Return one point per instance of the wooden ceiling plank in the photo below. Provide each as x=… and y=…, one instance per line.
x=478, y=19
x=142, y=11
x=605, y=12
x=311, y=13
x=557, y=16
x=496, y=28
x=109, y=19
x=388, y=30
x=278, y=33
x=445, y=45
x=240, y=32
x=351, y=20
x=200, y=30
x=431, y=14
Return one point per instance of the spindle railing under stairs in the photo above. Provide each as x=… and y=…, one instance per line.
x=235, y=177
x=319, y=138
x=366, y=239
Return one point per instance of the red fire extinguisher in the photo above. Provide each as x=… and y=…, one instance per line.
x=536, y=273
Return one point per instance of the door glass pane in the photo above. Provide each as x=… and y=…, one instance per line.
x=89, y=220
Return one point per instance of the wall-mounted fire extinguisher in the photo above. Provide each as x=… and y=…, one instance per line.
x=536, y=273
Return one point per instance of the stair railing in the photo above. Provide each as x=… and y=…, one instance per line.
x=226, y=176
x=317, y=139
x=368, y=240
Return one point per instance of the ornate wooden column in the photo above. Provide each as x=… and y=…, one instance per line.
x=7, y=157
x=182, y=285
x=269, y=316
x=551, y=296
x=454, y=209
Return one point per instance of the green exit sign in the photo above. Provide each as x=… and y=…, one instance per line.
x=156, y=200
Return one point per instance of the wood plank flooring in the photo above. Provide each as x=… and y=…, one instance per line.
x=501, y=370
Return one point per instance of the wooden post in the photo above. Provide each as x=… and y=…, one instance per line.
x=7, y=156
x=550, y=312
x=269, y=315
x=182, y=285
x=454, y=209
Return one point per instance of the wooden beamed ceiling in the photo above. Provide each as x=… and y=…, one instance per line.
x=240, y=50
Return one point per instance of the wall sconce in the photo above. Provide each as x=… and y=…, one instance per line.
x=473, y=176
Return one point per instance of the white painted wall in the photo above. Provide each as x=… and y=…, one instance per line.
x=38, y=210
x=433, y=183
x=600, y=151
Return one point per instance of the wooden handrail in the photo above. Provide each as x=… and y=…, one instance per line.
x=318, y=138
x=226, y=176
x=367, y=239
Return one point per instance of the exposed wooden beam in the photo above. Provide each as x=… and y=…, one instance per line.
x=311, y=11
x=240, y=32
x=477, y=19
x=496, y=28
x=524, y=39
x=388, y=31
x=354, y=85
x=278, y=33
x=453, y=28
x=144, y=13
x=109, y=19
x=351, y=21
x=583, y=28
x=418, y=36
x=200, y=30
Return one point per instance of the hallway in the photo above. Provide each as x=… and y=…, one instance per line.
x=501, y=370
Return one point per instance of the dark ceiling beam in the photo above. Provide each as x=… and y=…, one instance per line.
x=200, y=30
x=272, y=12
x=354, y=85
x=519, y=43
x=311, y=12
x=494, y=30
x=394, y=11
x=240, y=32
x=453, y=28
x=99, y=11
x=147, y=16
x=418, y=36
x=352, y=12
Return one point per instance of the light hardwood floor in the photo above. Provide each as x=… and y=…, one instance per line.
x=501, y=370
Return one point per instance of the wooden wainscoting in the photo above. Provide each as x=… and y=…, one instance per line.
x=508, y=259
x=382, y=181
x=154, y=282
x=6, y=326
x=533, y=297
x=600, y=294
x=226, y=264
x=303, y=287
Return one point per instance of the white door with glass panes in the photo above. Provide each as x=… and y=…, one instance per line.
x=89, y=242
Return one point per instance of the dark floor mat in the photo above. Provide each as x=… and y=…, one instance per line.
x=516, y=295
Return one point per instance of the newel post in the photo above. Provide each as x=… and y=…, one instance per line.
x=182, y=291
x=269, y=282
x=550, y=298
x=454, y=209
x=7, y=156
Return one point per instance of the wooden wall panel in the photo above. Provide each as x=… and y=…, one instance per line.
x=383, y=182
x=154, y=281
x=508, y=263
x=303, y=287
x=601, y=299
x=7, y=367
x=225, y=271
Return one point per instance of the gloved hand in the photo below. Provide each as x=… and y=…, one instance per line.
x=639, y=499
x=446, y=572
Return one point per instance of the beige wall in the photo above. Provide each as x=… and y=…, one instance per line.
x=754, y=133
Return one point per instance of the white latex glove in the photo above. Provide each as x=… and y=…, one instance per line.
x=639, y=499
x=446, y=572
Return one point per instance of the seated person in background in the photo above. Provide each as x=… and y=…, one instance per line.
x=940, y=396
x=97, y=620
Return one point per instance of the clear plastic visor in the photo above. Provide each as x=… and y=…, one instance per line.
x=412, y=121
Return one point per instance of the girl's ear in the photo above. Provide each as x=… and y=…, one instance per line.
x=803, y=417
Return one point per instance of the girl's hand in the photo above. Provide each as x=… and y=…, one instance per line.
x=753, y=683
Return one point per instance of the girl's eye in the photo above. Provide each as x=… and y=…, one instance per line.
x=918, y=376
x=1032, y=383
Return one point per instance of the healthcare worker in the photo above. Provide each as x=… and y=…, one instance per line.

------------------------------

Transcribe every record above so that nothing differs from the original.

● **Response**
Return one point per instance of the wooden ceiling plank in the photo below. Provide each as x=… and y=…, one instance per line.
x=478, y=19
x=142, y=11
x=605, y=12
x=311, y=13
x=557, y=16
x=496, y=28
x=109, y=19
x=388, y=30
x=278, y=33
x=445, y=45
x=240, y=32
x=351, y=20
x=200, y=30
x=431, y=14
Return one point per instance of the spindle railing under stairs in the photo above. Provide each as x=… and y=…, one instance per line.
x=235, y=177
x=319, y=138
x=366, y=239
Return one point per instance of the red fire extinguisher in the photo above. Provide each as x=… and y=…, one instance per line.
x=536, y=273
Return one point per instance of the door glass pane in the photo above. Provide each as x=… and y=…, one instance per line.
x=89, y=220
Return one point per instance of the wall-mounted fire extinguisher in the photo above. Provide each as x=… and y=…, one instance per line.
x=536, y=273
Return one point per instance of the stair railing in the photo above. Provide each as x=… and y=…, one instance per line.
x=226, y=176
x=317, y=139
x=368, y=240
Return one point per instance of the ornate wooden column in the photo above. Provide each as x=… and y=…, one instance per line.
x=7, y=157
x=182, y=285
x=269, y=316
x=551, y=296
x=454, y=209
Return one point per instance of the green exit sign in the photo above. Provide each as x=… and y=…, one instance per line.
x=156, y=200
Return one point per instance of the wood plank flooring in the photo above. Provide each as x=… and y=…, one instance per line.
x=501, y=370
Return one point per instance of the wooden post in the photo above. Provide each as x=… and y=…, one instance per line.
x=7, y=156
x=550, y=312
x=269, y=315
x=182, y=285
x=454, y=209
Return one point per instance of the wooden beamed ceiling in the photo above. Provide each as x=… and y=…, one instance per line.
x=240, y=50
Return one point per instance of the wall sconce in the photo above. Provide each as x=… and y=…, one instance per line.
x=473, y=176
Return one point per instance of the white painted wall in the photo above. Provide each as x=… and y=…, one instance per line.
x=38, y=210
x=433, y=183
x=600, y=151
Return one point per instance of the wooden handrail in the photo above. Provide each as x=… and y=…, one instance per line.
x=318, y=138
x=226, y=176
x=367, y=239
Return one point per instance of the exposed wooden beam in the photo above. Provide each as x=… and y=…, one instance per line.
x=311, y=11
x=240, y=32
x=477, y=19
x=496, y=28
x=524, y=39
x=388, y=31
x=354, y=85
x=278, y=33
x=453, y=28
x=144, y=13
x=109, y=19
x=351, y=21
x=583, y=28
x=418, y=36
x=200, y=30
Return one point per instance of the hallway in the photo above. Provide each as x=… and y=…, one instance per line.
x=501, y=370
Return one point per instance of the dark ceiling beam in the photo above. Provide each as x=… and y=…, one instance per line.
x=200, y=30
x=272, y=12
x=354, y=85
x=519, y=43
x=311, y=12
x=494, y=30
x=394, y=11
x=240, y=32
x=453, y=28
x=99, y=11
x=147, y=16
x=418, y=36
x=352, y=12
Return one point per instance of the light hardwood floor in the photo above. Provide each as x=… and y=…, one instance per line.
x=501, y=370
Return one point per instance of the wooden wainscoting in the photo above. Provide each as x=… and y=…, one instance per line.
x=508, y=259
x=382, y=181
x=154, y=282
x=6, y=326
x=533, y=297
x=600, y=294
x=226, y=264
x=303, y=287
Return one point per instance of the white door with glass panes in the photo above. Provide each as x=… and y=…, one instance per line.
x=89, y=242
Return one point per instance of the dark floor mat in the photo above. Provide each as x=… and y=…, one instance per line.
x=516, y=295
Return one point per instance of the newel post in the photo above. Provide each as x=… and y=…, one instance per line.
x=182, y=291
x=269, y=282
x=550, y=298
x=454, y=209
x=7, y=156
Return one point per instance of the wooden wall panel in the photo above. Provide each as x=… and y=…, one instance per line.
x=383, y=182
x=154, y=281
x=508, y=263
x=303, y=287
x=601, y=299
x=7, y=367
x=225, y=271
Return one point per instance of the gloved hand in the photo below. Provide each as x=… and y=…, one instance per line.
x=639, y=499
x=446, y=572
Return one point per instance of the beige wall in the photo above. Provide each as x=… and y=…, one instance per line.
x=754, y=133
Return one point per instance of the white latex glove in the photo above. Provide each as x=… and y=…, one instance per line.
x=639, y=499
x=446, y=572
Return one point per instance of the seated person in background in the photo above. Provide each as x=… and y=…, one instance per line.
x=940, y=396
x=97, y=620
Return one point per instance of the clear plastic visor in the photo above. Provide each as x=… and y=…, one instance per line.
x=412, y=121
Return one point per instance of the girl's ear in the photo above. Provide each as x=… and y=…, one instance per line.
x=803, y=417
Return one point per instance of the girl's hand in the photo above. Provide each as x=… and y=…, one instance per line.
x=753, y=683
Return one point per instance of the girl's eye in the photo above. Provide each as x=… and y=…, one instance per line.
x=918, y=376
x=1032, y=383
Return one point per instance of the healthcare worker in the photo above. Provide each as x=… and y=…, one instance per line.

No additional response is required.